== Segment start ==

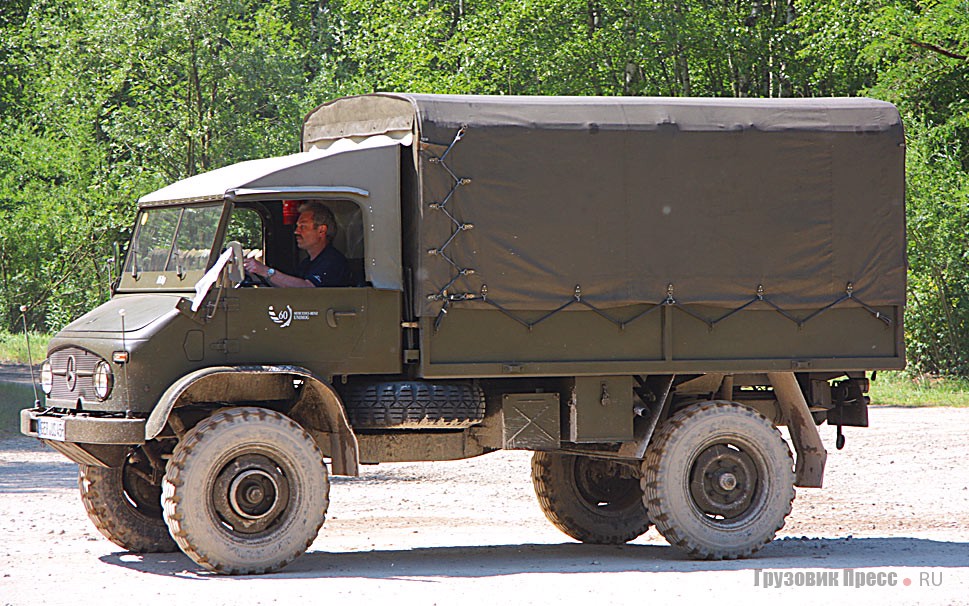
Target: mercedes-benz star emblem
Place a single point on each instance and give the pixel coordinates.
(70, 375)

== Segment end ==
== Segment start ==

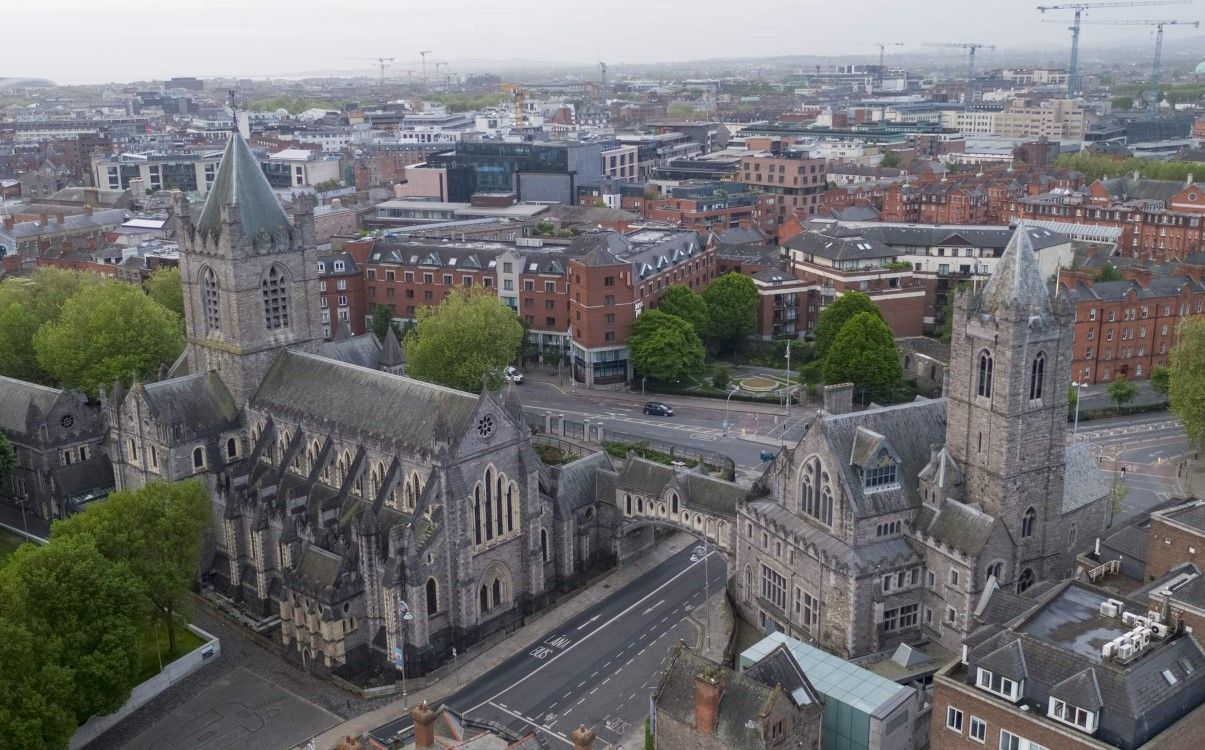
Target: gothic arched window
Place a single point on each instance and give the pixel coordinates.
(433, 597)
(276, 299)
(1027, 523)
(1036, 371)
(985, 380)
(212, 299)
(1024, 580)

== Segment end ==
== Segment start ==

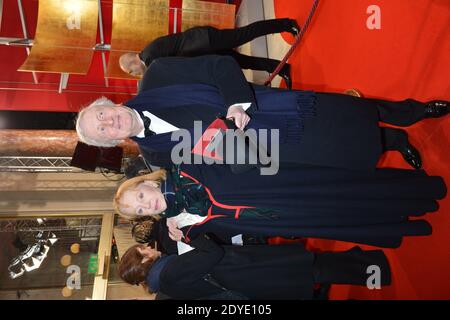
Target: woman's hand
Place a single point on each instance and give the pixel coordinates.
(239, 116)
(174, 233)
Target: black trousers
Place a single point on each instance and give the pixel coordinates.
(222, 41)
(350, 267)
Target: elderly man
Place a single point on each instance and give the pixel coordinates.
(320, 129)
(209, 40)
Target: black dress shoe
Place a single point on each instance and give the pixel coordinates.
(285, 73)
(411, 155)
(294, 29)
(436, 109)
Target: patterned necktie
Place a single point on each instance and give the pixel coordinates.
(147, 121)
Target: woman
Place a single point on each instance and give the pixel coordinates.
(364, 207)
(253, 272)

== Segment end ==

*Exercise description*
Every line in the records above that contains the word "black" should be copied out.

*Result of the task*
Target: black trousers
Target: black dress shoe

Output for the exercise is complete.